→ **Short task**: Copy every line of the listing below word for word, keeping the original order.
·····
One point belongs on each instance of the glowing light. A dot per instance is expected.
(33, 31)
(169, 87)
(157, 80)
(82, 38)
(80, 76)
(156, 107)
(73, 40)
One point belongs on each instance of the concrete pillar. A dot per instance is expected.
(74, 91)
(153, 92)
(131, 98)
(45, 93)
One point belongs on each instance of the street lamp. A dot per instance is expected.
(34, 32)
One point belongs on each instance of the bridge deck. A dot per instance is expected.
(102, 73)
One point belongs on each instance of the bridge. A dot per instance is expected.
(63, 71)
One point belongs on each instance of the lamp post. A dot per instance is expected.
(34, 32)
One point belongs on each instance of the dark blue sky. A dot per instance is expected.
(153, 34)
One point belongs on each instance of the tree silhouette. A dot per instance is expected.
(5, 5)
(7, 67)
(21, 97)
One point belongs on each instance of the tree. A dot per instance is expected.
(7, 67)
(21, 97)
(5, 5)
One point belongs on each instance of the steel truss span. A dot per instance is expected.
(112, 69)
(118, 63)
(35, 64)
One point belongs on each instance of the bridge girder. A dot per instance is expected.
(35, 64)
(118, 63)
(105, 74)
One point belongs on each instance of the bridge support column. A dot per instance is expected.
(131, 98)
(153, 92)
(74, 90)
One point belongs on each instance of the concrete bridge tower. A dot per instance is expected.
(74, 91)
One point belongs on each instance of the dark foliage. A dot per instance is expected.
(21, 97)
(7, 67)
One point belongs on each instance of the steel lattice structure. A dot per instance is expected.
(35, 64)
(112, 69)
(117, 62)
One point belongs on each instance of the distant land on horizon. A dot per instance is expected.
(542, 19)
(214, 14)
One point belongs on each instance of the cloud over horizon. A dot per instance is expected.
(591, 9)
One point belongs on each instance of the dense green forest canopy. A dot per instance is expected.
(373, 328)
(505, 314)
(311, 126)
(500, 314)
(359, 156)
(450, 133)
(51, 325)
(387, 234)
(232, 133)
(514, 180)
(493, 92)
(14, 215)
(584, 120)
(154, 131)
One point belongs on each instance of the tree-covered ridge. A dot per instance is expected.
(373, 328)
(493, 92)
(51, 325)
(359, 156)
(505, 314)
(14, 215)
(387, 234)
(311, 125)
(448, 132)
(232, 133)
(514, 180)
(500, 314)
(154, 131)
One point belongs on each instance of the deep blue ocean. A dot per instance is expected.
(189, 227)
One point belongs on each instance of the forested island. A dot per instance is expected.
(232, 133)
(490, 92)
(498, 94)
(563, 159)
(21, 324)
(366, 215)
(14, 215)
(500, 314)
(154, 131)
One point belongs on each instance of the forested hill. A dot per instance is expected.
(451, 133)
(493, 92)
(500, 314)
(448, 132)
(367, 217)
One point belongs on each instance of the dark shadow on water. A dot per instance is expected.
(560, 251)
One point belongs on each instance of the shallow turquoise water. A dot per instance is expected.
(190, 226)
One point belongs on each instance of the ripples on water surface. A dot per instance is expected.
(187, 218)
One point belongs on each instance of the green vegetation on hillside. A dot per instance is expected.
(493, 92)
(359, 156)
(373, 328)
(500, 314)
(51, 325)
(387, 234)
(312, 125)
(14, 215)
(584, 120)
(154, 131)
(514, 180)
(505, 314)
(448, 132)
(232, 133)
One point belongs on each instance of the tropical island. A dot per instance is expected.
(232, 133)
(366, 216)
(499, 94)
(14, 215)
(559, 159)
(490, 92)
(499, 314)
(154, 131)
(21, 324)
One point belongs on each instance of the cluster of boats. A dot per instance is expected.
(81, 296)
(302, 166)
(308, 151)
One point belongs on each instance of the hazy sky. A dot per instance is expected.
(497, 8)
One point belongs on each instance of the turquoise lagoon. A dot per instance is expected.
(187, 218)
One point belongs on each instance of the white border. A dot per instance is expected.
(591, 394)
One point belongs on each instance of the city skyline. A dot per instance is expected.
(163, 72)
·····
→ **Solution to this problem**:
One point belongs on each instance of the glowing light. A dot per instance is expected.
(33, 31)
(169, 87)
(157, 80)
(82, 38)
(80, 76)
(156, 107)
(73, 40)
One point belongs on each instance of the concrete pillar. A dot per instance is expected.
(74, 91)
(153, 92)
(131, 98)
(45, 93)
One point belongs on each instance of the street lamp. A dot per instance is expected.
(34, 32)
One point belongs on each instance of the bridge deck. A dot per instance is expected.
(102, 73)
One point belongs on each instance of the bridge. A dot per instance is expected.
(63, 71)
One point belongs on each instance of the lamp post. A dot per instance is expected.
(34, 32)
One point belongs on each instance of the dark blue sky. A dot per instance is expected.
(153, 34)
One point belongs on each instance of the tree silhouette. A dot per instance is expected.
(5, 5)
(7, 67)
(21, 97)
One point belongs on each instance of the tree. A dot per instance is expected.
(7, 67)
(21, 97)
(5, 5)
One point belongs on each instance of the steel truss span. A dot per instance is expected.
(112, 69)
(118, 63)
(35, 64)
One point belongs on each instance of the bridge girder. A dot per instance is expected.
(35, 64)
(118, 63)
(105, 74)
One point belongs on each instance of the bridge support column. A dot per instance is expected.
(131, 98)
(153, 92)
(74, 90)
One point belongs on each instance of the concrete bridge tower. A dot per instance is expected.
(74, 91)
One point belongs on each instance of the dark foliage. A dot per instance is expected.
(21, 97)
(7, 67)
One point belongs on each instance of the steel lattice structure. A dot per instance is expected.
(35, 64)
(112, 69)
(117, 62)
One point belongs on each instance of the distant land on horizon. A dot per instance is expected.
(542, 19)
(214, 14)
One point belongs on each instance of the cloud over horizon. A dot per instance is expected.
(591, 9)
One point belongs on each instance of the dense green forest canopy. A dot per instance is expected.
(373, 328)
(505, 314)
(311, 126)
(500, 314)
(359, 156)
(450, 133)
(51, 325)
(387, 234)
(232, 133)
(514, 180)
(493, 92)
(14, 215)
(584, 120)
(154, 131)
One point belongs on each instance of the tree-covered ridge. A dot per instance is expected.
(373, 328)
(493, 92)
(51, 325)
(359, 156)
(505, 314)
(14, 215)
(387, 234)
(311, 125)
(448, 132)
(232, 133)
(514, 180)
(500, 314)
(154, 131)
One point belongs on each instance of the deep blue ocean. A dot per instance is expected.
(189, 227)
One point belongs on each instance of the forested island. A dot per instance is expected.
(232, 133)
(490, 92)
(498, 94)
(563, 159)
(21, 324)
(366, 215)
(14, 215)
(500, 314)
(154, 131)
One point belongs on each instance of the forested hill. A dot per instance is expected.
(451, 133)
(493, 92)
(500, 314)
(448, 132)
(367, 217)
One point belongs on each instance of the dark shadow on water. A dot per instance is expected.
(560, 251)
One point belongs on each instance of the shallow turquoise water. A dot per instance is expected.
(190, 226)
One point belongs on each instance of the ripples on water surface. A dot per instance is expected.
(187, 218)
One point belongs on each instance of the green vegetation on hillside. A dot per instance is expected.
(493, 92)
(359, 156)
(373, 328)
(500, 314)
(51, 325)
(387, 234)
(312, 125)
(14, 215)
(584, 120)
(154, 131)
(514, 180)
(505, 314)
(448, 132)
(232, 133)
One point belongs on each instance of the tropical island. A dot per instance is expected.
(232, 133)
(366, 216)
(499, 94)
(14, 215)
(559, 159)
(490, 92)
(499, 314)
(154, 131)
(21, 324)
One point belongs on each instance of the cluster of boats. A dot per instance is expected.
(81, 296)
(302, 166)
(308, 151)
One point belongs on each instance of the hazy sky. A dot per instance is expected.
(497, 8)
One point belongs on each instance of the turquoise lagoon. A dot per instance is expected.
(187, 218)
One point belongs on each instance of the white border. A dot per instance is expected.
(591, 394)
One point belongs on each instance of the city skyline. A dot per instance is expected.
(163, 72)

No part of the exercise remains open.